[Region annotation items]
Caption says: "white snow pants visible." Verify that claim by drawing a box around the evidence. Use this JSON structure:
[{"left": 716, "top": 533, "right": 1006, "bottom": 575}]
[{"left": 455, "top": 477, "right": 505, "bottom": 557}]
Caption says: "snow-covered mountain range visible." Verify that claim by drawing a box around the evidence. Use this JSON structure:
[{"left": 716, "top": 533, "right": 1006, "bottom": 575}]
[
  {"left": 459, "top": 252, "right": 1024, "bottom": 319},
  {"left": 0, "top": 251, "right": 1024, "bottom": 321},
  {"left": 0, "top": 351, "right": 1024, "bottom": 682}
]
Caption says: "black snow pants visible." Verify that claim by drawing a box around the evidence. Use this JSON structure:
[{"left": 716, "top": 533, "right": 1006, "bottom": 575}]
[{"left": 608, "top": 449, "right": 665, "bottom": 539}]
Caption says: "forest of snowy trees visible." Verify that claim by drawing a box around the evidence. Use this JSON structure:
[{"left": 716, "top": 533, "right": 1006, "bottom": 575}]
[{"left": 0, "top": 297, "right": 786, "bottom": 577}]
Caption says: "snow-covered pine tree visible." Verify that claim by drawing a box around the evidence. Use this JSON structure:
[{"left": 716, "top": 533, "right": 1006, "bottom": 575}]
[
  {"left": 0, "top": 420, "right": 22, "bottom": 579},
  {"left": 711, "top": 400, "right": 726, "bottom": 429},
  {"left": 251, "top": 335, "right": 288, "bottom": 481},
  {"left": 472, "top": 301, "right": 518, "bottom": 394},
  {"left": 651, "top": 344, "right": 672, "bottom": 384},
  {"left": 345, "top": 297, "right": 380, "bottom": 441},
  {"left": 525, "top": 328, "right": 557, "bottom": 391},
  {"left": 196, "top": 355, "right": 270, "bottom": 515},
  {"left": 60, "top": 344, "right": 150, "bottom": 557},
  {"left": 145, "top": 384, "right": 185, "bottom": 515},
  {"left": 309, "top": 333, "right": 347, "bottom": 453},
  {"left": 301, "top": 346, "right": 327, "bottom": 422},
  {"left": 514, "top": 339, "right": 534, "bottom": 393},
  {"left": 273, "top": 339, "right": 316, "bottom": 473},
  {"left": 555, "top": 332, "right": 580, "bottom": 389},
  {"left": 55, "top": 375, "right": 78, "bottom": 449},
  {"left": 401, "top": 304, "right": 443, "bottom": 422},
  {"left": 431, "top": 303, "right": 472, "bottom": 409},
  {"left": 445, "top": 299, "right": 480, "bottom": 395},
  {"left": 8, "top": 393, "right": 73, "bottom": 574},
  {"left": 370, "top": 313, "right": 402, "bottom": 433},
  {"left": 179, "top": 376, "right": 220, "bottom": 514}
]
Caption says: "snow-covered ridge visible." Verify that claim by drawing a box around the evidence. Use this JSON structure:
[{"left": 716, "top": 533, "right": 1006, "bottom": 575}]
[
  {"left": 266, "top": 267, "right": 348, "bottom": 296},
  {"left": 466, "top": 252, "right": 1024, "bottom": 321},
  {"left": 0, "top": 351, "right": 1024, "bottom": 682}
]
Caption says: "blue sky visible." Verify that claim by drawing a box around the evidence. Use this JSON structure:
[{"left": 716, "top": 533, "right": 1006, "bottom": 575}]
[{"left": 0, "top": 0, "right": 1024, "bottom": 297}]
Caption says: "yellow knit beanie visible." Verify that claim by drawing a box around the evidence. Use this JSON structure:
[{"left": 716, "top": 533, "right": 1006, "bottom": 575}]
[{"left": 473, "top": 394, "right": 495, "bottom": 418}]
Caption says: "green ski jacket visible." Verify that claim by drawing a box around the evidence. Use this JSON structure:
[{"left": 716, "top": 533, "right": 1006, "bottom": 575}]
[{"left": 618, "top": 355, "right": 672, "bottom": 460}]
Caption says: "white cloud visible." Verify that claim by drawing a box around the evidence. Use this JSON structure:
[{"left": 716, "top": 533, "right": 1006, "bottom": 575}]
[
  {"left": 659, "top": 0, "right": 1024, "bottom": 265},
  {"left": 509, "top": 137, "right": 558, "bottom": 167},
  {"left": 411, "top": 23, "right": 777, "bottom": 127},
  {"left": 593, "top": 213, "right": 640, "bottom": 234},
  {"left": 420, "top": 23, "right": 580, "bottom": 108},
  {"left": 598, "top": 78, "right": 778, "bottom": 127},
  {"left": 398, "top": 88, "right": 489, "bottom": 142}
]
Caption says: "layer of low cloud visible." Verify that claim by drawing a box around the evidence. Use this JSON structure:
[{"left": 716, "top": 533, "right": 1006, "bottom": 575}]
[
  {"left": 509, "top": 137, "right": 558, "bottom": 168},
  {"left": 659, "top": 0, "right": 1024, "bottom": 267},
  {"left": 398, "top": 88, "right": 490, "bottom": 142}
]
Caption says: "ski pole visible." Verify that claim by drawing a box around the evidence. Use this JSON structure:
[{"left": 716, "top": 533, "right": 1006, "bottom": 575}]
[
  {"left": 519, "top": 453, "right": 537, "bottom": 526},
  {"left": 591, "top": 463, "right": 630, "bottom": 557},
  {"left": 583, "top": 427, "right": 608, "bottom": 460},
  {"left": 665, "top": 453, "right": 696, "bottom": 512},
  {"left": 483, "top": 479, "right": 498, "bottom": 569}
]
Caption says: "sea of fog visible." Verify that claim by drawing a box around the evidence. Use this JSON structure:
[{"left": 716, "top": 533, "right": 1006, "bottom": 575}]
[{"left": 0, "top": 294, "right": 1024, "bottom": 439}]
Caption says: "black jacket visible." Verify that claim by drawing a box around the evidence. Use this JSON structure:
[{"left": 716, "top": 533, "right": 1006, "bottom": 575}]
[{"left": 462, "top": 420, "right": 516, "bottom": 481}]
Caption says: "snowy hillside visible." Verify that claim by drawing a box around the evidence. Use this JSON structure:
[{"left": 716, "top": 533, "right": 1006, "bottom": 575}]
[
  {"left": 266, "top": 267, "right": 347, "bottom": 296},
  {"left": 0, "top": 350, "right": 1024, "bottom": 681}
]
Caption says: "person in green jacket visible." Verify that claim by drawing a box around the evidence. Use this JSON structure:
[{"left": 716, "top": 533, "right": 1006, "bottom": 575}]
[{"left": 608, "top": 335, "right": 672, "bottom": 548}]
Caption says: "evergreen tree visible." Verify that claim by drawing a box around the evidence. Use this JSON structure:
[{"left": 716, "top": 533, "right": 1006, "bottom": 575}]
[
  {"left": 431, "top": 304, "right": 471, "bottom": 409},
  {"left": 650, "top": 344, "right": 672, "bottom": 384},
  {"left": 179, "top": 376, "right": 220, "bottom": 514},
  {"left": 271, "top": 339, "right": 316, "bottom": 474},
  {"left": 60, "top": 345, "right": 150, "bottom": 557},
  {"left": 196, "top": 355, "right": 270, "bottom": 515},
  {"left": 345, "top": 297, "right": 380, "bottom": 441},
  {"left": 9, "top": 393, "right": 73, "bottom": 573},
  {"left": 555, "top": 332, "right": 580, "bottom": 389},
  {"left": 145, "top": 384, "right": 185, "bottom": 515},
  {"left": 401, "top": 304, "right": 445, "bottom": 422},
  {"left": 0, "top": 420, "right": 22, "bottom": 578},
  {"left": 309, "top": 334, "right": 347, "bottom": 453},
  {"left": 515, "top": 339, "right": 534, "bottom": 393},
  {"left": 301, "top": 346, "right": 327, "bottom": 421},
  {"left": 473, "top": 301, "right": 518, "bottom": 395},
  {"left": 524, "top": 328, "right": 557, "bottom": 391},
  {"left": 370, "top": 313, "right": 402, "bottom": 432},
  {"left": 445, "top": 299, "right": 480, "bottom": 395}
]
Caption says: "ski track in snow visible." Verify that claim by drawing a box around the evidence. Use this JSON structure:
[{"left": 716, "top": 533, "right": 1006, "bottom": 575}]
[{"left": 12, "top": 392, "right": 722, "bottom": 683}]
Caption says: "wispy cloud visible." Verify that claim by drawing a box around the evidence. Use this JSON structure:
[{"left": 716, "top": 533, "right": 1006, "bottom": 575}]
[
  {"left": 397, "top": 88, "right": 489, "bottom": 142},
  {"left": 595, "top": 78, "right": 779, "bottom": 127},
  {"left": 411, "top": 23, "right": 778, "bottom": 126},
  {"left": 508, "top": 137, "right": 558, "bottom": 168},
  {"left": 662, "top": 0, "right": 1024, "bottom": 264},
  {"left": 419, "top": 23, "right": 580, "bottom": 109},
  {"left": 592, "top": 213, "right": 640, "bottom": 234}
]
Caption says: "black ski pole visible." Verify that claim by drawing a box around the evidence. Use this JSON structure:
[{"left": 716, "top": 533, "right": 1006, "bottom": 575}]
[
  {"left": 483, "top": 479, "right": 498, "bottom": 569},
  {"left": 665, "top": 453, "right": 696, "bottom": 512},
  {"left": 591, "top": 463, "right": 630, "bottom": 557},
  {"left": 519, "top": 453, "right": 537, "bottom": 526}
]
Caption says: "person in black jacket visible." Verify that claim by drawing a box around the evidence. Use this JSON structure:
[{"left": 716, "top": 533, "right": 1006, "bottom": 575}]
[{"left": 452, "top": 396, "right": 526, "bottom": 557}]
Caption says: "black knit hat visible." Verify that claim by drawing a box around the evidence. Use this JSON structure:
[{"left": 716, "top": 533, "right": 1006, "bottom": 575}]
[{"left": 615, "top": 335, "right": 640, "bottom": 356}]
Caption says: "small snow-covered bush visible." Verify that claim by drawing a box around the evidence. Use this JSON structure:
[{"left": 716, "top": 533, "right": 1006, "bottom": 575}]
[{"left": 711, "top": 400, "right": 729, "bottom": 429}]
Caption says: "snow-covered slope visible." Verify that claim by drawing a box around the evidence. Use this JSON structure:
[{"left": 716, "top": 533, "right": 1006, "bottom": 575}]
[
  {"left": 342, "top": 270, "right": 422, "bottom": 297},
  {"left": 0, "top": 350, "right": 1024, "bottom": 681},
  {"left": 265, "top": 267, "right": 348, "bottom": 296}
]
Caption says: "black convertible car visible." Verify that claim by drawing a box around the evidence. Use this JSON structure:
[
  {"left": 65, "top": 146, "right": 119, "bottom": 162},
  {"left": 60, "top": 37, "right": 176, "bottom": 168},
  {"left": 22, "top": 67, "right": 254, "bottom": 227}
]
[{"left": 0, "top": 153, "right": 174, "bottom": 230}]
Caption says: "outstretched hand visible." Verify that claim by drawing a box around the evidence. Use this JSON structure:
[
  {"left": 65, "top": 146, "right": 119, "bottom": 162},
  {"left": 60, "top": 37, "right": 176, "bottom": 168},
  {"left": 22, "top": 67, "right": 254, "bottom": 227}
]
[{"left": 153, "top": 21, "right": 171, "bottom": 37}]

The problem> Pull out every line of the items above that contains the word "pants", and copy each one in full. Case counts, so only exact matches qualify.

Output of the exercise>
Caption says: "white snow pants visible." Verify that claim by drawing a box around the evidence. Use this JSON structure:
Caption says: "black snow pants visible." Verify that claim by drawing a box around the evidence. Use this JSON structure:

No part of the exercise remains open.